* _The request_
Repeat the data below exactly, dropping any pictures it holds.

☆ ☆ ☆

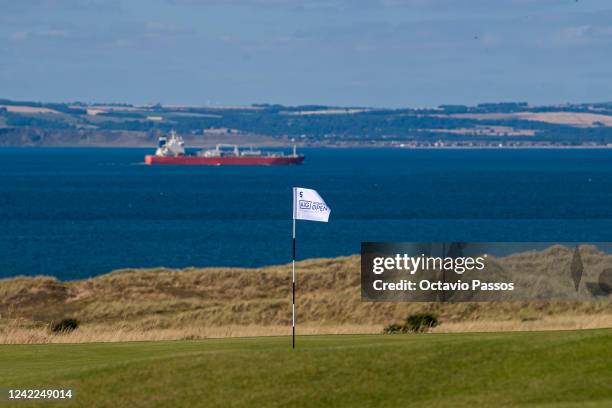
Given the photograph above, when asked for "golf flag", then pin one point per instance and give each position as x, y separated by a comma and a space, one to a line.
308, 205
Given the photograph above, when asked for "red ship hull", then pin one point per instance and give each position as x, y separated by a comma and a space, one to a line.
224, 161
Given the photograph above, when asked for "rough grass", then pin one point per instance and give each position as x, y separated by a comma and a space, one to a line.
160, 303
535, 369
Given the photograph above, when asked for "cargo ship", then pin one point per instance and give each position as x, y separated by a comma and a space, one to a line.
171, 150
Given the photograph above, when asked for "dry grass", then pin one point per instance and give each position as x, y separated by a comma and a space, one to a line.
155, 304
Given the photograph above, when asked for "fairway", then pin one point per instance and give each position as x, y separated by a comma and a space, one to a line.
568, 369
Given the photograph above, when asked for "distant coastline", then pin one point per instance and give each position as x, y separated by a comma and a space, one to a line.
488, 125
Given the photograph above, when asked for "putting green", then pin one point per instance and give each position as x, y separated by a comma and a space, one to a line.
567, 369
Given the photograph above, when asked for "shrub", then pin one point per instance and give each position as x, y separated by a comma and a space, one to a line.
394, 328
416, 323
65, 325
421, 322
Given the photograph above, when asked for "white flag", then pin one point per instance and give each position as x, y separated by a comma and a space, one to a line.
308, 205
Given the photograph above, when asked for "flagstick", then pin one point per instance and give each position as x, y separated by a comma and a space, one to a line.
293, 290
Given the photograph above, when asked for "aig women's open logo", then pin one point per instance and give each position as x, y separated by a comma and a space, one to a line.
311, 205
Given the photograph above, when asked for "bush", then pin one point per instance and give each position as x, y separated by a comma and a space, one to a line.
416, 323
65, 325
394, 328
421, 322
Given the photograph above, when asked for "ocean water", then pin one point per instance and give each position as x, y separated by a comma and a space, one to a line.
74, 213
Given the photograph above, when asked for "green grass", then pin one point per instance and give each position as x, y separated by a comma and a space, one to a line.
566, 369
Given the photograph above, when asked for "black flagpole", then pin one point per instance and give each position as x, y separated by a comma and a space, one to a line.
293, 290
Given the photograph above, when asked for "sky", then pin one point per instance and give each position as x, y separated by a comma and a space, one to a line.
376, 53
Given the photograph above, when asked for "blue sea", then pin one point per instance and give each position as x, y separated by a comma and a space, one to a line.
75, 212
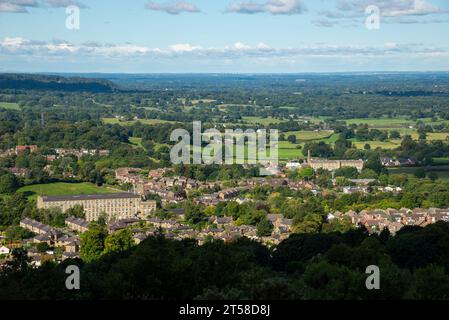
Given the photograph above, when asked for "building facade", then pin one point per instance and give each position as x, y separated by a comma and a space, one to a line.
115, 205
333, 165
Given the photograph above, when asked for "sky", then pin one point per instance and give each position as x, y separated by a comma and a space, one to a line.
223, 36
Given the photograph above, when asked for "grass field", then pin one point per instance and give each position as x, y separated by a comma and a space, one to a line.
377, 144
442, 171
63, 189
129, 123
383, 122
136, 142
310, 135
10, 105
262, 121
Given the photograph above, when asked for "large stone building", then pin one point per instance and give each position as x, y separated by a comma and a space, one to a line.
115, 205
333, 165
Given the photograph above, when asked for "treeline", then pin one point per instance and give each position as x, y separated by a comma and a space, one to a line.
53, 83
413, 265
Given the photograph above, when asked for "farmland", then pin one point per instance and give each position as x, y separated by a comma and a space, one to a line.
9, 105
63, 189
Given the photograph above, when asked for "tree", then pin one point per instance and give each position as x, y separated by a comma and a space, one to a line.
305, 173
8, 183
395, 134
76, 211
347, 172
433, 176
92, 243
374, 164
42, 247
264, 228
420, 173
119, 241
292, 139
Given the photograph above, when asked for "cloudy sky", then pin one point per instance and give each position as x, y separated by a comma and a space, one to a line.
224, 36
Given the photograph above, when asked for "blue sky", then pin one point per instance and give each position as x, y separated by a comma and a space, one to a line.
257, 36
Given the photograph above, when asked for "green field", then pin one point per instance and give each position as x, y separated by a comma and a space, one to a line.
441, 170
136, 142
377, 144
383, 122
262, 121
310, 135
10, 105
129, 123
63, 189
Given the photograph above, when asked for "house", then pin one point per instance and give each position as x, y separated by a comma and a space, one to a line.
351, 190
22, 149
70, 255
122, 224
20, 172
221, 221
4, 251
138, 238
77, 224
293, 165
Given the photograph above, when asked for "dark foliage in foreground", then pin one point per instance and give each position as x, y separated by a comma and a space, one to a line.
413, 265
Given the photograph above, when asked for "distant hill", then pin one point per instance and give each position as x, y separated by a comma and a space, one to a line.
54, 83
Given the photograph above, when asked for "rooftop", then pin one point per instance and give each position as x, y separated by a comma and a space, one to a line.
106, 196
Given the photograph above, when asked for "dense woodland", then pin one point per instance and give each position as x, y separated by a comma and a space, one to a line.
413, 265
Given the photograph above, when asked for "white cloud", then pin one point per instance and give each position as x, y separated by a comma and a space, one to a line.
391, 8
17, 6
22, 6
241, 46
183, 47
174, 8
64, 3
285, 7
14, 47
352, 12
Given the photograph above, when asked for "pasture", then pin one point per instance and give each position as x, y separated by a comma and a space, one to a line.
63, 189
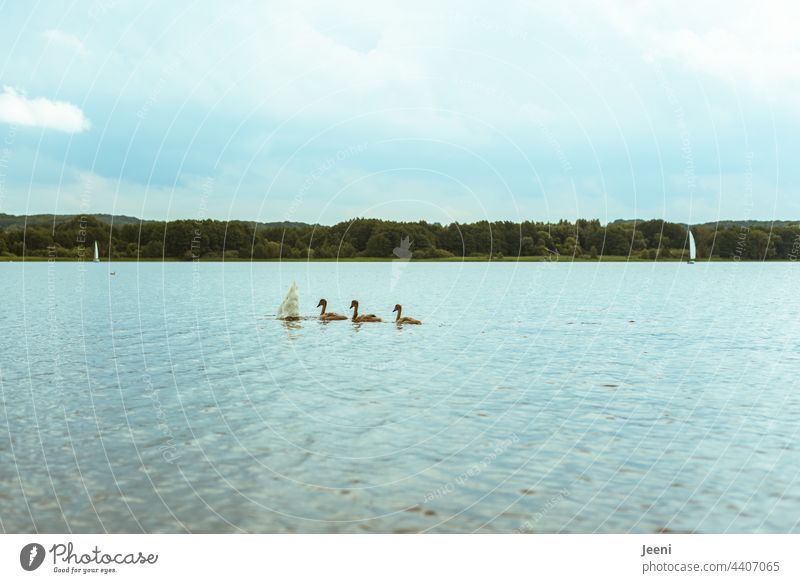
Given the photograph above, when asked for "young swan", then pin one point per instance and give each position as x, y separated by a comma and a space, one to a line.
323, 315
403, 319
364, 317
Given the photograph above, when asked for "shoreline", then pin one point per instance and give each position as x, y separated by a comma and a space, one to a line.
483, 259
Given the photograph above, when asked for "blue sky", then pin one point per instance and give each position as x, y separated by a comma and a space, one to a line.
323, 111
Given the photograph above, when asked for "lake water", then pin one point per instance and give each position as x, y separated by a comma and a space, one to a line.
536, 397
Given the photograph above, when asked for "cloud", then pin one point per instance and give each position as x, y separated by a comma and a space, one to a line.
748, 47
66, 40
17, 109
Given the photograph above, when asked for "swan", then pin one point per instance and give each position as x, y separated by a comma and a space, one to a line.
328, 315
403, 319
364, 317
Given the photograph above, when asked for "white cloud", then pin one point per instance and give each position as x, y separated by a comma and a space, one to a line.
17, 109
66, 40
753, 47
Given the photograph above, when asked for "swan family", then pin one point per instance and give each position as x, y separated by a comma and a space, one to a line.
326, 316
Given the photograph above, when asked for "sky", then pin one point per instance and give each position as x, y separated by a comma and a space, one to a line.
446, 111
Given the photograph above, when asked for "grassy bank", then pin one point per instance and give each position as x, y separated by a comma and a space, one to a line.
475, 259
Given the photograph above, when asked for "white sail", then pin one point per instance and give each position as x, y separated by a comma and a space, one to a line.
290, 307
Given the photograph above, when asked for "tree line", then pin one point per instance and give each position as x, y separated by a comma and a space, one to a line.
74, 237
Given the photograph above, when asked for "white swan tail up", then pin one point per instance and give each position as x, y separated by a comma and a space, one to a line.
290, 307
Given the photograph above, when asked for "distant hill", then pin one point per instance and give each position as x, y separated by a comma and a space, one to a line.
725, 224
7, 221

☆ ☆ ☆

* _Answer to this exercise_
Given the photograph above, when asked for "golf flag", then pin one point per instance and give each position as x, y separated by a comma and a space, one to a line.
308, 205
Given the photograph above, when asked for "red ship hull", then pin one point per instance and give each position as x, y separated by a comma and a space, one to a line.
224, 161
Given the photograph above, when asked for "rough grass", then pin one point per instance and give each position as x, y separated by a comma and a space, one to a line.
160, 303
535, 369
Given the photograph above, when asked for "cargo ship", then pin one point per instance and give each position as x, y separated by a comma and a space, one to a line.
171, 150
Given the photograph above, when asked for "dry grass", then pin one point per instance and give each position as x, y separated by a comma and a space, one to a line.
155, 304
Given the photograph above, when asked for "fairway", then pin one point per instance and give each position as x, y separated by a comma and a space, one to a line.
568, 369
Given the photograph above, when asked for "distant coastline", then pin one point per instance and give each position as x, y separated by a comma and a space, one to a line.
488, 125
Given the photograph above, when asked for "putting green", then pin one point per instance and give each position as x, y separated by a comma and a space, one to a line.
567, 369
Given the photograph above, when asked for "shrub", then pin one point per instance and give each position as x, y separated by a comma and a space, one to a line.
394, 328
416, 323
65, 325
421, 322
Given the photograph above, when asked for "white flag", then pin one point per instance and give each position as x, y separated by a comma and a space, one to a line.
308, 205
Given the photograph above, when asked for "flagstick", then pin one point per instance and give each position as x, y separated by a comma and a space, one to a line.
293, 290
Given the photograph above, when asked for "aig women's open logo", then pin one point per instance and give each position as x, y separated by a comma and a space, one to a line.
311, 205
Given the photograph above, when asked for "bush", then pin one point per instance and give each position as x, y separated by a comma and a space, one to a line.
416, 323
65, 325
394, 328
421, 322
Given the photograph above, when asked for "ocean water", then pin one point per instance and give each position as x, y separated by a comma and a space, one to a line.
74, 213
Given the photograph above, when asked for "green grass", then pin one point per instance and give each position as x, y separated by a comma and a space, one to a line.
566, 369
Given the photograph above, when asked for "black flagpole", then pin one point per instance and give each position as x, y separated by a comma and a space, one to a line.
293, 290
Given the photograph above, when asked for "sky", then pin one point per instance and give each position as x, y separated by a comma and a space, one to a line.
376, 53
Given the photograph above, when asked for "blue sea", then pin one point per instance and give each position as x, y separated by a comma and a space, one to a line.
75, 212
Given the photograph above, when asked for "building facade", then pin one point per instance and give each position as x, y separated by a comma and a space, one to a line.
115, 205
333, 165
Given the photograph above, when asked for "sky", then pin one point per instance and give each position as x, y separated by a comma and a space, one to a line.
223, 36
Given the photograph above, when asked for "grass field", then pin one point per instance and give each position as x, y separated by a comma and a space, one to a line.
377, 144
442, 171
63, 189
129, 123
383, 122
136, 142
310, 135
10, 105
262, 121
Given the photograph above, when asked for "large stone building", then pin one point per instance and give each position as x, y separated by a comma and a space, one to a line.
115, 205
333, 165
Given the photograph above, when asked for "treeline", then pin one point per instance and give each position as x, y separated by a comma and a space, one to a line.
53, 83
413, 265
Given the photograph above, when asked for "farmland", then pin one point per instance and give each position as x, y separated by a comma and a space, one to a line.
9, 105
63, 189
Given the photograph above, when asked for "tree", then pin one point per instance and give each position as x, y separated by a comma and a space, one to a line.
305, 173
8, 183
395, 134
76, 211
347, 172
433, 176
92, 243
374, 164
42, 247
264, 228
420, 173
119, 241
292, 139
Given the photograph above, when asked for "cloudy sky", then pin one point per instance and give each position as x, y separated by a comma and a space, one to a line.
224, 36
Given the photograph above, when asked for "blue sky", then pin one point per instance and give each position as x, y separated by a comma and a space, one to a line.
257, 36
Given the photograph above, when asked for "green field", then pin one point per instance and give each position as x, y separated by a comma and a space, one to a line.
441, 170
136, 142
377, 144
383, 122
262, 121
310, 135
10, 105
129, 123
63, 189
Given the photograph above, when asked for "house", then pin one point per instance and give each position as x, y separated by a comma and a space, one to a line.
351, 190
22, 149
70, 255
122, 224
20, 172
221, 221
4, 251
138, 238
77, 224
293, 165
Given the photograph above, when asked for "dark foliage in foreground", then pin one point per instance and give each position as x, y separated by a comma and a space, one to a line.
413, 265
Given the photograph above, when asked for "distant hill", then pin one point per instance and give each position as x, y separated by a comma and a space, one to a line.
54, 83
Given the photograph above, when asked for "rooftop", then pin one point per instance and give each position as x, y separated by a comma and a space, one to a line.
106, 196
Given the photograph above, when asked for "dense woodland", then pin one point per instance and give each position as x, y separated by a comma and a space, one to a line.
413, 265
Given the photograph above, when asked for "white cloud", then pin one point per instance and give each position as x, y separated by a comma and a space, one to a line.
391, 8
17, 6
22, 6
241, 46
183, 47
174, 8
64, 3
285, 7
14, 47
352, 12
Given the photograph above, when asked for "pasture", then pin one point per instance and give each position as x, y separated by a comma and a space, one to a line.
63, 189
Given the photograph above, when asked for "young swan", then pin one point per instance and give each position as x, y separated by a comma and a space, one to a line.
323, 315
403, 319
364, 317
Given the photograph above, when asked for "shoreline", then pin one point per instance and give each position as x, y separated by a comma and a space, one to a line.
483, 259
Given the photograph above, when asked for "blue sky", then pin one point per instance and give each position as x, y separated by a comma and a space, one to a line.
323, 111
Given the photograph above, when asked for "lake water", then pin one point per instance and give each position as x, y separated by a comma and a space, one to a line.
536, 397
Given the photograph above, when asked for "cloud", then pin one point per instance and give each position as x, y separated by a comma and a space, one to a line.
748, 47
66, 40
17, 109
Given the photograph above, when asked for "swan", then pin one point per instance and give each position as x, y separated by a comma and a space, one to a line.
328, 315
403, 319
364, 317
Given the photograph above, when asked for "white cloud", then pin one point per instance and give each position as x, y separated by a comma and a space, one to a line.
17, 109
66, 40
753, 47
Given the photograph above, when asked for "swan family", then pin one point per instance and give each position as x, y separated by a comma and a space, one to a line.
326, 316
Given the photograph above, when asked for "sky", then pin one point per instance and give each position as x, y separated by a comma and a space, one to a line.
446, 111
Given the photograph above, when asked for "grassy bank", then pin one point per instance and give each position as x, y separated by a comma and a space, one to a line.
475, 259
Given the photograph above, when asked for "white sail", then pin one point per instance and give each position as x, y separated by a comma and a space, one to a line.
290, 307
Given the photograph above, when asked for "tree line", then pin one point per instance and give each position as x, y separated by a comma and a space, one to a line.
74, 237
Given the photograph above, when asked for "white swan tail up", then pin one point per instance and give each position as x, y separated by a comma and a space, one to a line.
290, 307
Given the photograph above, when asked for "distant hill", then pin one point per instance and give each position as x, y separated by a comma and a space, one to a line.
725, 224
7, 221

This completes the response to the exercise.